Count the lines in the items below that contain the string "dark". Reply with only that number.

[Start Supplied material]

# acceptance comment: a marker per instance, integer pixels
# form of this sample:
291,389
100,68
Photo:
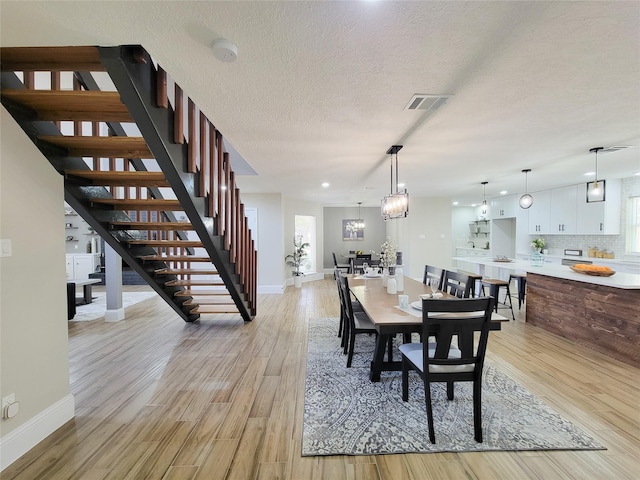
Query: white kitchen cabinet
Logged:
563,210
79,266
504,207
599,218
540,213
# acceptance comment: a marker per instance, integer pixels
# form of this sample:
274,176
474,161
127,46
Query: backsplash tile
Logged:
615,243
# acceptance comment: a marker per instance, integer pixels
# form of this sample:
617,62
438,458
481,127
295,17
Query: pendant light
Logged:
360,221
595,189
356,225
484,197
395,205
526,200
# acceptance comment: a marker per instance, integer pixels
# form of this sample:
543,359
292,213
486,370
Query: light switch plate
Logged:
5,247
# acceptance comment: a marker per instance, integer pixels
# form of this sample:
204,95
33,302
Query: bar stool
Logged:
494,285
521,283
473,277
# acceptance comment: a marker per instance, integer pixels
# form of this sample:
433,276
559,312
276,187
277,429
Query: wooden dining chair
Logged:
358,321
433,272
456,284
442,360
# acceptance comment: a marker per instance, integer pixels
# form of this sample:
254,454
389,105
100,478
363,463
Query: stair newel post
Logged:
220,174
162,99
178,116
227,202
212,167
202,163
192,151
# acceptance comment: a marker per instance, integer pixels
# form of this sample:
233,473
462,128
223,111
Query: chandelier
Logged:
356,225
595,189
526,200
395,205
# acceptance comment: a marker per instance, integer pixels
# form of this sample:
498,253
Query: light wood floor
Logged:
161,399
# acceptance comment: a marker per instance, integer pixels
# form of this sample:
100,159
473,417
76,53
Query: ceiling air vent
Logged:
422,101
615,148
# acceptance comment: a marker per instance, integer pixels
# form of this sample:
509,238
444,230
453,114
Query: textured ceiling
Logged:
319,89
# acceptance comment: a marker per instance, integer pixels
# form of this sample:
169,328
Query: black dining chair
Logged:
442,360
340,266
433,272
358,321
456,284
343,326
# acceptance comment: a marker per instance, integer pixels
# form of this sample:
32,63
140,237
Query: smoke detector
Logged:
421,101
224,50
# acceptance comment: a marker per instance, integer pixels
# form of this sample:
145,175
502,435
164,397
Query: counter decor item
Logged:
595,270
536,259
538,244
392,285
297,259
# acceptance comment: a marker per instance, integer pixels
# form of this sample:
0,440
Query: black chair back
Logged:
459,318
433,272
456,284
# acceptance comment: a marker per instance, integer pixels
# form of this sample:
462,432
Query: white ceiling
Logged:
319,89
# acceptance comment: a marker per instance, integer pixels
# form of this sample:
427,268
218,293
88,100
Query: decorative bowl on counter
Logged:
595,270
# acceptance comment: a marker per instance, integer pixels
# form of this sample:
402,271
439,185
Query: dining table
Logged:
389,319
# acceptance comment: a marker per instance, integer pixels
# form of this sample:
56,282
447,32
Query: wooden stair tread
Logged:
154,225
202,293
213,301
107,147
185,271
112,178
176,258
166,243
204,309
140,203
76,105
195,282
57,59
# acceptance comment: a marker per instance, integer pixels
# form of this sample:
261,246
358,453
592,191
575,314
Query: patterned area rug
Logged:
97,308
346,414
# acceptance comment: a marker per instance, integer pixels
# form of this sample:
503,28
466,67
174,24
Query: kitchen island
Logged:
602,313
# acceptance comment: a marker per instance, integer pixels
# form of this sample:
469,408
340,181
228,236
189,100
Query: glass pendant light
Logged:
395,205
484,197
595,189
526,200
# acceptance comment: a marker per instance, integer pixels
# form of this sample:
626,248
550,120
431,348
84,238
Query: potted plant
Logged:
297,259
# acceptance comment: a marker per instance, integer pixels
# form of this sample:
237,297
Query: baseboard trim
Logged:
19,441
114,315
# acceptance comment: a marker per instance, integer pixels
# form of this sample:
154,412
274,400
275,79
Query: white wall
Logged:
270,245
33,306
293,207
424,236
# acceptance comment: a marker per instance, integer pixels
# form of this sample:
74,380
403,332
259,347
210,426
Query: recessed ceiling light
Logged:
224,50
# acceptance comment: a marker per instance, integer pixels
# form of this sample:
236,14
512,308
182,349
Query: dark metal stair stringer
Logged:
132,72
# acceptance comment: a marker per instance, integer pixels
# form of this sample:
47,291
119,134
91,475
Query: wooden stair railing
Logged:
117,195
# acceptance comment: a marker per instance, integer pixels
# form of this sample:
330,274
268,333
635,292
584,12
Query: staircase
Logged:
143,166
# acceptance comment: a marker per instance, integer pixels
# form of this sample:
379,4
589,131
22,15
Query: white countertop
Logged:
600,261
618,280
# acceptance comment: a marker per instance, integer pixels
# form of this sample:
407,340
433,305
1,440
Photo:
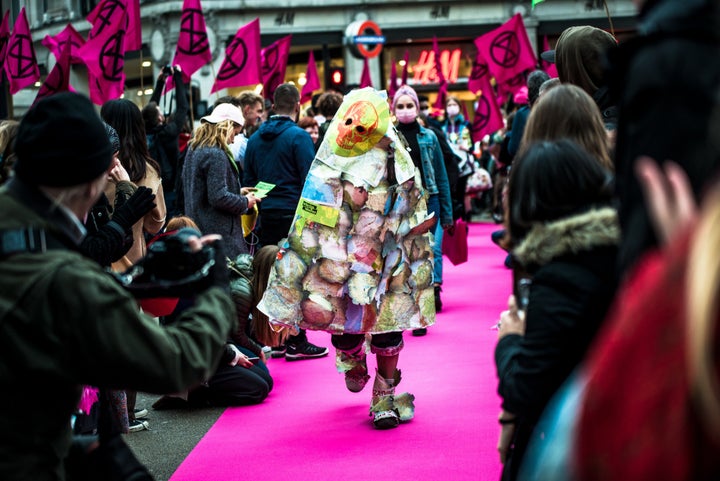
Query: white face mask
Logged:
406,116
452,110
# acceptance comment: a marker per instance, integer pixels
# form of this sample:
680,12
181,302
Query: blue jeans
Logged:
434,206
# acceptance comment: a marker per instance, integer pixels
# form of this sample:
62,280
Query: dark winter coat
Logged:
573,283
163,138
65,322
665,83
280,153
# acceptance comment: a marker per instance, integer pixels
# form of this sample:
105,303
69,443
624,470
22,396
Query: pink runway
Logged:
311,427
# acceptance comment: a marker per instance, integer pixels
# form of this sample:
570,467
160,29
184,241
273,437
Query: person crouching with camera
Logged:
64,321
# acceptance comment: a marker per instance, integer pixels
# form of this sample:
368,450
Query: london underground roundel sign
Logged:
365,38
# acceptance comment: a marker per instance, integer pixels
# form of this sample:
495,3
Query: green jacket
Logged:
65,322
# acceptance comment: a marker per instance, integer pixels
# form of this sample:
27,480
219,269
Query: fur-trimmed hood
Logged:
569,235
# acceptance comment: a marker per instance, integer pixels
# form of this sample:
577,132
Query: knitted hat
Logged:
406,90
61,142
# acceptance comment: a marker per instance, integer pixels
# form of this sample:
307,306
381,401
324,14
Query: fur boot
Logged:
354,364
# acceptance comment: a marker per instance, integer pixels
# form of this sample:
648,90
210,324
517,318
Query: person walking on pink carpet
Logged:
358,260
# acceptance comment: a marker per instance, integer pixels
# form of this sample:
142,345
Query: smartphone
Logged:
521,289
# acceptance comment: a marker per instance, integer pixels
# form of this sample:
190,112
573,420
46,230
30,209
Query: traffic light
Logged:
336,79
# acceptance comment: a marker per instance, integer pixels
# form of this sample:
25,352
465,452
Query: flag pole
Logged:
607,12
142,80
192,110
212,69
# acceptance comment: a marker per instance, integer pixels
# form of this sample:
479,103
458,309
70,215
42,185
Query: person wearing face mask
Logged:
457,131
427,112
427,156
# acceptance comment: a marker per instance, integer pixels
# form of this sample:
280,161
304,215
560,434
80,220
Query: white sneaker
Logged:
138,425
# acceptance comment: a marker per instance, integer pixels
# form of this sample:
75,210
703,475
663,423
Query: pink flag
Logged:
104,55
488,117
548,67
507,49
442,91
20,61
406,67
392,86
512,86
4,38
273,59
365,79
59,78
480,70
57,43
242,59
312,80
107,12
193,48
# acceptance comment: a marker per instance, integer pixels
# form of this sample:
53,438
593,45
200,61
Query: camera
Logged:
171,268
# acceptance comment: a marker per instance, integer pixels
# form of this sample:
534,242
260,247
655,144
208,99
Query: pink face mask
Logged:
406,116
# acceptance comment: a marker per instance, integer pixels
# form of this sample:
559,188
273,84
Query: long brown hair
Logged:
125,117
568,112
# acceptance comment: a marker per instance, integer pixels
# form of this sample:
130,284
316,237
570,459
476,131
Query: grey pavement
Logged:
172,435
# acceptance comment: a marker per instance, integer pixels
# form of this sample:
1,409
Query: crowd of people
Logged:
347,203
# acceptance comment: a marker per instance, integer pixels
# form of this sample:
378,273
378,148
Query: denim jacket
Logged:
436,181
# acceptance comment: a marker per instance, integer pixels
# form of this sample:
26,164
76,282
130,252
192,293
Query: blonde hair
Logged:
264,332
568,112
180,221
212,135
703,288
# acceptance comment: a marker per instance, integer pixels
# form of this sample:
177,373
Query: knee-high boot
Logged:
354,364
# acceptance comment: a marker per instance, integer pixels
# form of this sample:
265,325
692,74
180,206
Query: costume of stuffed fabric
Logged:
358,257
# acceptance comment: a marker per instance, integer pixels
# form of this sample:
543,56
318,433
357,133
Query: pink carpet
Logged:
312,428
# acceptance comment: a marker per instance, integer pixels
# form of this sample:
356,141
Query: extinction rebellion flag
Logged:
59,78
104,55
193,47
507,50
273,59
57,43
20,61
242,59
488,117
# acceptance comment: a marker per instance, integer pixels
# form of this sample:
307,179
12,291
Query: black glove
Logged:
135,208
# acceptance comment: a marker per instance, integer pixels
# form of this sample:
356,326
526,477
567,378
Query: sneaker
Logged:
278,351
304,350
138,425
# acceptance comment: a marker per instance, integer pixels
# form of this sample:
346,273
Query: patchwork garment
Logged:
358,257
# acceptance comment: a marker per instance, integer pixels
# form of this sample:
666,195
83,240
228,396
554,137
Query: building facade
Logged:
329,28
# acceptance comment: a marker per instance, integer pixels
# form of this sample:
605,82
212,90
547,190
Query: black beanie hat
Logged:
61,142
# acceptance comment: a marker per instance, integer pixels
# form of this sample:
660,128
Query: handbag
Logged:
478,182
455,243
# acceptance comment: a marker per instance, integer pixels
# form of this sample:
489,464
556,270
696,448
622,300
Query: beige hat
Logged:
225,112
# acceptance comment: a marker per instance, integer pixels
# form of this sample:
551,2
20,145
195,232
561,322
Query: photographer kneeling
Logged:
64,321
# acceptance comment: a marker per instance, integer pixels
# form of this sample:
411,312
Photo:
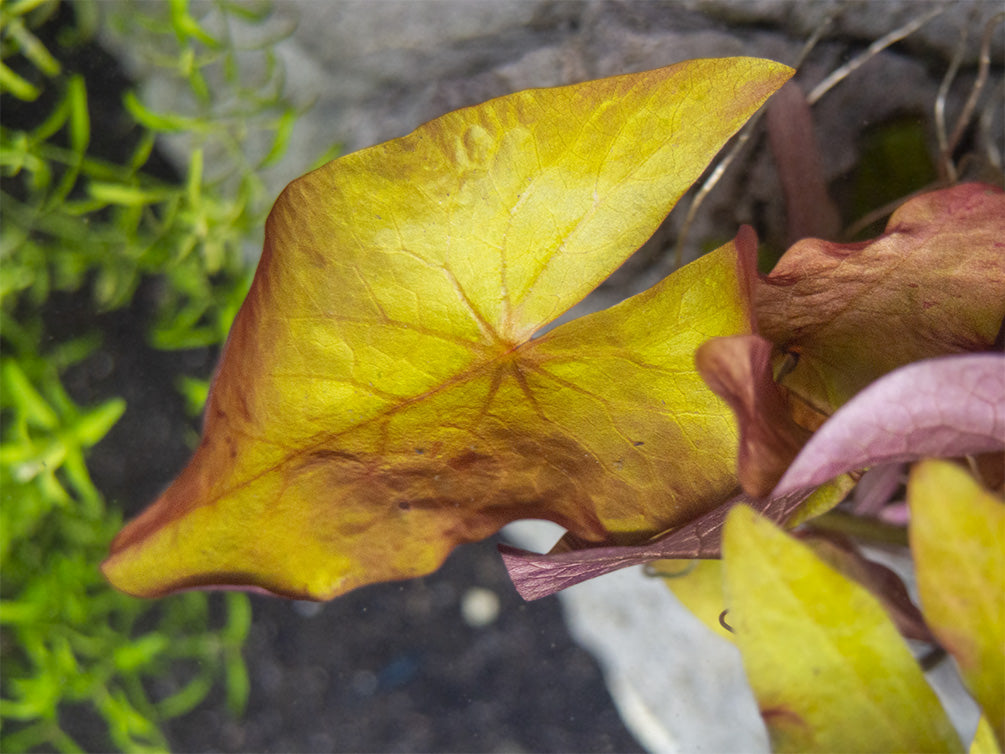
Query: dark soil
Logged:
389,668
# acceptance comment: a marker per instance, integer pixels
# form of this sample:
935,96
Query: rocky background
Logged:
456,662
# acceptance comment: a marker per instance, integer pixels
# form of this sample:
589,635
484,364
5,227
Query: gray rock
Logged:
374,70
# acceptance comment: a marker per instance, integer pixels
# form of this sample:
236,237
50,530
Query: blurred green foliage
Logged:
76,221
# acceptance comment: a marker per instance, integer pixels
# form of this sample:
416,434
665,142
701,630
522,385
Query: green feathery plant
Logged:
80,221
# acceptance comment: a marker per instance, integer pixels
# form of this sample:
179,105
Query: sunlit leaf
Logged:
958,539
381,399
939,407
827,667
933,285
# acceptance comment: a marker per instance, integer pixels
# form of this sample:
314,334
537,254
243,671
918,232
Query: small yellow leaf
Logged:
827,667
958,539
984,739
381,397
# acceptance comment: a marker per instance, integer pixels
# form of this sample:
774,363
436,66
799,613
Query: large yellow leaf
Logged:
827,667
380,397
958,539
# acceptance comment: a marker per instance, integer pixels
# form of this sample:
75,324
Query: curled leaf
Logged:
939,407
380,397
932,285
957,537
828,669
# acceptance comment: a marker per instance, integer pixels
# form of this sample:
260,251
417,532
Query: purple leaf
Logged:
939,407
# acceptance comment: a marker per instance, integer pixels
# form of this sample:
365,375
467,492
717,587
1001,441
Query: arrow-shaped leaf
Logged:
381,399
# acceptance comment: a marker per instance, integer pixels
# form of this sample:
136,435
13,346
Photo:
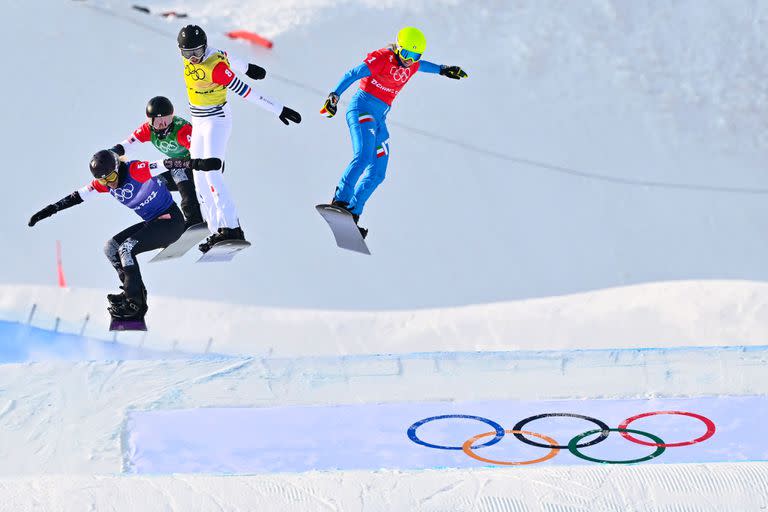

[End Supplied material]

*Task answer:*
3